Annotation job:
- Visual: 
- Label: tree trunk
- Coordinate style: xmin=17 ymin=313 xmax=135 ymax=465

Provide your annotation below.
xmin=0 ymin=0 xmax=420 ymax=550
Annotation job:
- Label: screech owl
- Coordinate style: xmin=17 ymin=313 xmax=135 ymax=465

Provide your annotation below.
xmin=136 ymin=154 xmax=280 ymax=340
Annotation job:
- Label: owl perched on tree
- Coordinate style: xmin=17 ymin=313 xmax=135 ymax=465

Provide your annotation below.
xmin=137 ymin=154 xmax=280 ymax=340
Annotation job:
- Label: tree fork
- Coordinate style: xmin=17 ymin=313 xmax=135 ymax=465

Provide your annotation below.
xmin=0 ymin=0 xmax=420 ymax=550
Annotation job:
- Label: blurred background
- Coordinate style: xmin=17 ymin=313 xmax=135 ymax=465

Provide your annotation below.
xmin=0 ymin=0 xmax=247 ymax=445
---
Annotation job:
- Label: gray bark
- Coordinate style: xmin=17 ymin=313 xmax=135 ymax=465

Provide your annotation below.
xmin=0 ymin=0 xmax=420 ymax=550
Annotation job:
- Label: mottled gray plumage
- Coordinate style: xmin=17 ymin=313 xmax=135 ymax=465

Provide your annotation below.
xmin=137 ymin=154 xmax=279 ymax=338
---
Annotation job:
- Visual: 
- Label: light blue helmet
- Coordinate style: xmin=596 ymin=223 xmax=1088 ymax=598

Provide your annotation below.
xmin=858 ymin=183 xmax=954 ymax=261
---
Direction: Enumerate every line in the data above that contains the word "Label", copying each such line in full.

Task output:
- Label: tree trunk
- Label: screech owl
- Label: owl perched on tree
- Label: tree fork
- Label: blurred background
- Label: gray bark
- Label: mottled gray plumage
- Label: light blue helmet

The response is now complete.